▶ [Exercise aim] Below is a block of entries; repeat all of it exactly but omit the pictures.

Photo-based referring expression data
────────────────
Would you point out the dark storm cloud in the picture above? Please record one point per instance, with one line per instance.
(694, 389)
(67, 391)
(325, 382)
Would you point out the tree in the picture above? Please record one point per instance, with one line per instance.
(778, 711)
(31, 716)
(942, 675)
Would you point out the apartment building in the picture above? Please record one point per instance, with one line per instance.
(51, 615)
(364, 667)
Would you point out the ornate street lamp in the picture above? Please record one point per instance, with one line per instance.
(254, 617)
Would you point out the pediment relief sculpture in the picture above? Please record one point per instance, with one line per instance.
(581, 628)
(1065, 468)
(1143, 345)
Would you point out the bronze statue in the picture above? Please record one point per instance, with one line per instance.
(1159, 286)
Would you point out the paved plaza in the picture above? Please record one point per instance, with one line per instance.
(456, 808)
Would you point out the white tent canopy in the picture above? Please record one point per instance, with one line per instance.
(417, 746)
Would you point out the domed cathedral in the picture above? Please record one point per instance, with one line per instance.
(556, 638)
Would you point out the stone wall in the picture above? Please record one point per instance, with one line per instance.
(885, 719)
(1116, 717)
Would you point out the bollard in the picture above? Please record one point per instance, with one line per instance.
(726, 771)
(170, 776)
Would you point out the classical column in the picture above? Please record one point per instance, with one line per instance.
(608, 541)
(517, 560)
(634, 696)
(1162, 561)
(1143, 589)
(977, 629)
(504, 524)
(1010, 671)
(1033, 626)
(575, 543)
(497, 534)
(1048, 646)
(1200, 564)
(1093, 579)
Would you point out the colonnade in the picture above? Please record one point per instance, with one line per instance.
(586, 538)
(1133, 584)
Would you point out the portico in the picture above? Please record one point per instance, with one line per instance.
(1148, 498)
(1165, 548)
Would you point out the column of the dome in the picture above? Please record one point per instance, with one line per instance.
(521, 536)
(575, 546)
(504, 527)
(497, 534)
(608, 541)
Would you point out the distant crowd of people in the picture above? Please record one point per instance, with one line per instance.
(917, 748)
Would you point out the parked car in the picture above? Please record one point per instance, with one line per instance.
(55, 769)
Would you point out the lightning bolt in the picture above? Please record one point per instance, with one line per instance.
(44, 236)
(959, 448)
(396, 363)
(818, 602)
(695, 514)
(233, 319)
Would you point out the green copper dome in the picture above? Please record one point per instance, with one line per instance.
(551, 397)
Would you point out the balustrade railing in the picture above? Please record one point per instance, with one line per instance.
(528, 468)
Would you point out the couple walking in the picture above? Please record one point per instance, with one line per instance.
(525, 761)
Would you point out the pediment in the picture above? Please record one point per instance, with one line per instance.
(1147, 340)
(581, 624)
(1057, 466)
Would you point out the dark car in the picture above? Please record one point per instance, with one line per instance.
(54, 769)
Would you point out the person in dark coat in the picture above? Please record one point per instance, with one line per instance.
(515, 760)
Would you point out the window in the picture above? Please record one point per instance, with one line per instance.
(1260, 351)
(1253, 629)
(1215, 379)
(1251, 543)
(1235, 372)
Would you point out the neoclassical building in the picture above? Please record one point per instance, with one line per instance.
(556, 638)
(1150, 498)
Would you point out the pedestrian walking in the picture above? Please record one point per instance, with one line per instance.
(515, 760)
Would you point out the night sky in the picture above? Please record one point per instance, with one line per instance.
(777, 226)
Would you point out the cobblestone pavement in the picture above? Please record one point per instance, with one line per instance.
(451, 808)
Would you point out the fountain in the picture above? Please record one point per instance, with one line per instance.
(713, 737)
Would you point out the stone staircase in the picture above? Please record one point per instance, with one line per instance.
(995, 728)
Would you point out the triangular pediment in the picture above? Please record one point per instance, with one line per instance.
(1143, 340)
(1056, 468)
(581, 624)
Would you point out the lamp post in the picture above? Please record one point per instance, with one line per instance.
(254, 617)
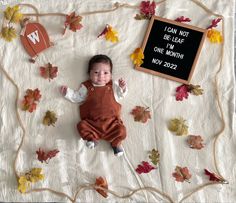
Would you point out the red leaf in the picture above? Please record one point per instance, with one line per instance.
(105, 30)
(181, 174)
(182, 92)
(214, 177)
(145, 167)
(48, 72)
(44, 156)
(102, 182)
(182, 19)
(214, 23)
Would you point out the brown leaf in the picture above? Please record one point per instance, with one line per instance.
(101, 182)
(141, 114)
(49, 118)
(195, 142)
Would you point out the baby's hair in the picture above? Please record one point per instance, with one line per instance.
(99, 59)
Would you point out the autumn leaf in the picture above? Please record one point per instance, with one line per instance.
(12, 14)
(8, 33)
(154, 156)
(110, 34)
(49, 118)
(141, 114)
(181, 92)
(214, 23)
(182, 19)
(49, 71)
(195, 89)
(73, 22)
(30, 99)
(179, 126)
(145, 167)
(46, 156)
(137, 56)
(181, 174)
(102, 182)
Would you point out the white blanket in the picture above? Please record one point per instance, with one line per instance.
(76, 165)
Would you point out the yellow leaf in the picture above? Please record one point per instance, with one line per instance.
(111, 34)
(8, 33)
(12, 14)
(214, 36)
(178, 126)
(137, 56)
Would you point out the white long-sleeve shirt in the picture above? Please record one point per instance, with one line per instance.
(80, 95)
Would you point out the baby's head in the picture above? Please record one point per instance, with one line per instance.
(100, 69)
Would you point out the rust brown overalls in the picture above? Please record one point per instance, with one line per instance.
(100, 115)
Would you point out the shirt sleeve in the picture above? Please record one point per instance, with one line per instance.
(119, 93)
(77, 96)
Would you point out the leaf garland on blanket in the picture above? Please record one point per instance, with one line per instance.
(102, 182)
(141, 114)
(73, 22)
(30, 99)
(48, 71)
(144, 167)
(33, 176)
(195, 142)
(110, 34)
(182, 19)
(147, 10)
(12, 15)
(181, 174)
(179, 126)
(46, 156)
(137, 56)
(183, 90)
(50, 118)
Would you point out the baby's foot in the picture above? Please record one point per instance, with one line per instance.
(118, 151)
(91, 144)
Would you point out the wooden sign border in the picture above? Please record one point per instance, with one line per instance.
(204, 31)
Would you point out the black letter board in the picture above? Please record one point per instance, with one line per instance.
(171, 49)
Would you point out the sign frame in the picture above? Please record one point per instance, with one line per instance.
(172, 22)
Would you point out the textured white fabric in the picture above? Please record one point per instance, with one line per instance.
(75, 164)
(80, 95)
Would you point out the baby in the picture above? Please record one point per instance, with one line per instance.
(100, 110)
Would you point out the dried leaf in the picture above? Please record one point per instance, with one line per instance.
(154, 156)
(111, 34)
(182, 19)
(214, 23)
(141, 114)
(30, 99)
(214, 36)
(12, 14)
(181, 174)
(73, 22)
(179, 126)
(195, 142)
(50, 118)
(181, 92)
(46, 156)
(195, 89)
(8, 33)
(145, 167)
(102, 182)
(49, 71)
(137, 56)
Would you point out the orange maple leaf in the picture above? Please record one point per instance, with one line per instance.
(101, 182)
(141, 114)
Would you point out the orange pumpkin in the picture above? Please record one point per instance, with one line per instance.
(34, 38)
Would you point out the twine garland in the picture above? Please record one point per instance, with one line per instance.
(133, 191)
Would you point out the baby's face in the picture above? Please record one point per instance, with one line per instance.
(100, 74)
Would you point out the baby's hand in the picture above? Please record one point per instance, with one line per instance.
(63, 90)
(122, 84)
────────────────
▶ [Output for this exercise]
Would you point out the dark storm cloud in the picture above? Please record one point per instance, with one line per instance.
(694, 389)
(67, 391)
(325, 382)
Would you point out the tree in the picture above? Please record one point per instance, with one line per instance.
(778, 711)
(31, 716)
(942, 675)
Would you point out the apartment building in the picture above? Please record one point per instance, with one line per instance.
(51, 615)
(364, 667)
Would you point out the ornate street lamp in the picture above? Please record one point per instance, with one line per instance.
(254, 617)
Would you point out the pediment relief sculpture in the picture above? Please record one point per instance, with one line per instance.
(581, 628)
(1065, 468)
(1143, 345)
Would you point out the bronze statue in the picture above? Please record one point per instance, with one line per instance.
(1159, 286)
Would you point out the paved plaza in the picture above? Please record one point per instance, with one line per instance.
(456, 808)
Would you point out the white tent canopy in the picture above? Please record one point per instance, with one line per instance.
(417, 746)
Would you point out the domed cathedral in the picture above? Please record one point per instance, with one line per instance.
(556, 638)
Would you point out the stone wall in the picture above? Please record one point per instance, with one line per instance.
(885, 719)
(1116, 717)
Would you point out the bollard in the picture above? Please record one point per instance, with one line per instance.
(726, 771)
(170, 776)
Would you point out the classical column in the picture above? Please record one point per instance, with one line per instance.
(608, 541)
(517, 560)
(634, 696)
(1162, 561)
(1143, 589)
(977, 629)
(504, 524)
(1010, 671)
(1033, 626)
(575, 543)
(497, 534)
(1048, 646)
(1200, 564)
(1093, 579)
Would you point out the colonnade in the picture above? Please record one point per instance, with one line per instance.
(586, 538)
(1133, 584)
Would you point out the portico in the picture above? Please record one point per instance, with one line per instance.
(1148, 498)
(1165, 548)
Would you point out the column of the dome in the picture above? Please record one point per instance, with one line per instance.
(521, 536)
(575, 546)
(504, 527)
(497, 534)
(608, 541)
Would you point out the distant crowd of people in the picture above? Please record one point per instance, with one line per instance.
(917, 748)
Would you point out the parked car in the picture above? Please record one point per instance, with one line per instance.
(55, 769)
Would you point out the lightning bolt in the picture above? Please record one point per instance, with one line per instance.
(44, 236)
(959, 448)
(396, 363)
(818, 602)
(695, 514)
(233, 319)
Would you point out the green copper dome in the picture above? Please record one point per instance, with one line per instance.
(551, 397)
Would you point out the balustrade railing in the picture above? Please record one point per instance, with one line per instance.
(528, 468)
Would you point out the couple walking in the picture above? Please record one point per instance, with one line per instance.
(525, 761)
Would you point out the pediment in the picture above? Please record one point per instance, with one line per instance.
(1147, 340)
(581, 624)
(1057, 466)
Would you point out the dark car in the picture above? Please record one point per instance, with one line per instance.
(54, 769)
Would you point out the person in dark coat in the picture above? Please record one point per instance, with one line per instance.
(515, 760)
Would you point out the window in the picture above? Please record one point per instance, with one line per instance.
(1260, 351)
(1253, 629)
(1215, 379)
(1251, 543)
(1235, 372)
Would you point out the neoclassical building in the picture above? Please record one point per instance, with one line per instance.
(556, 638)
(1150, 498)
Would you point out the pedestrian walking in the picture above? Please record one point per instance, with one line per instance.
(515, 760)
Would you point out the night sky in the picture above? Please record one point per instance, with one line per instance.
(777, 226)
Would you point out the cobblestone pavement in the picture above? Please record one point per instance, with one line per instance.
(451, 808)
Would you point out the fountain in the picture above? Please record one point per instance, with one line per instance.
(713, 737)
Would you point out the stone staircase in the picture above? Please record one point per instance, with one line per instance.
(995, 728)
Would you point out the triangular pediment in the picture above? Please record one point per instance, with one line per instance.
(1143, 340)
(1056, 468)
(581, 624)
Would you point out the lamp post in the picture above? Please record one point per instance, with one line per instance.
(254, 617)
Would you point out the red leaf in the picture above? Please record one point per instance, with one line per instance.
(105, 30)
(181, 174)
(182, 92)
(214, 177)
(145, 167)
(48, 72)
(44, 156)
(102, 182)
(182, 19)
(214, 23)
Would you point out the brown leaf in the picture above? Please record one point per instance, with one line per instance.
(101, 182)
(141, 114)
(49, 118)
(195, 142)
Would you point out the baby's hair in the picture above? Please record one point per instance, with one line per instance.
(99, 59)
Would you point out the autumn leaf in the picture above? Please record one point per instance, with one line per instance.
(12, 14)
(8, 33)
(154, 156)
(110, 34)
(49, 118)
(141, 114)
(181, 92)
(214, 23)
(182, 19)
(49, 71)
(195, 89)
(73, 22)
(30, 99)
(179, 126)
(145, 167)
(46, 156)
(137, 56)
(181, 174)
(102, 182)
Would you point out the white blanket in the picture above? Please record one point per instance, with one line per instance.
(76, 165)
Would you point out the yellow leaf in the picture above? Please record one point per instance, with one line per instance.
(111, 34)
(8, 33)
(12, 14)
(214, 36)
(178, 126)
(137, 56)
Would you point out the white long-sleeve shirt in the picture above? Please record one point per instance, with one line per instance.
(80, 95)
Would you point out the baby's head in the picture above? Please record one point per instance, with one line per instance.
(100, 69)
Would you point out the rust brown overalls in the picture above? Please record one point per instance, with one line per instance.
(100, 115)
Would you point out the shirt sleeve in the picture above? Please record one point per instance, with one line per instance.
(119, 93)
(77, 96)
Would you point out the leaf garland on blanket in the picture above? Please record one point per instance, with one line per instance.
(102, 182)
(141, 114)
(73, 22)
(30, 99)
(48, 71)
(144, 167)
(33, 176)
(195, 142)
(110, 34)
(182, 19)
(147, 10)
(12, 15)
(181, 174)
(179, 126)
(46, 156)
(137, 56)
(183, 90)
(50, 118)
Would you point out the baby's foot in the picture above? Please record one point per instance, with one line per instance.
(118, 151)
(91, 144)
Would you point out the wooden sign border in the picture above? Please record one point per instance, with one line per instance.
(204, 31)
Would you point out the black letter board in the picture above? Please record one point per instance, with one line per instance.
(171, 49)
Would you point out the sign frame in the picture above? Please record one point per instance, with one line per instance.
(172, 22)
Would you point out the textured white fabric in the picture above? Please record one point per instance, with one line per instance.
(75, 164)
(80, 95)
Would you point out the baby in the picture above? Please record one point per instance, with one line per instance.
(100, 110)
Would you point out the dried leaf in the picture above? Please record one point per instance, with one line per instance.
(154, 156)
(111, 34)
(182, 19)
(214, 23)
(141, 114)
(30, 99)
(214, 36)
(12, 14)
(181, 174)
(73, 22)
(179, 126)
(195, 142)
(50, 118)
(181, 92)
(46, 156)
(195, 89)
(8, 33)
(145, 167)
(102, 182)
(49, 71)
(137, 56)
Would you point out the orange maple leaf in the picture above? Please record one point per instance, with one line per instance.
(101, 182)
(141, 114)
Would you point out the orange pumpkin in the picture above? Please record one point per instance, with one line per instance.
(34, 38)
Would you point out the twine garland in the picture above? Please record one point per instance, with one line per instance.
(133, 191)
Would you point out the baby's face in the picture above? Please record one point per instance, with one line per instance.
(100, 74)
Would you point out the baby's hand in the picture above? Please record one point per instance, with one line per instance.
(63, 90)
(122, 84)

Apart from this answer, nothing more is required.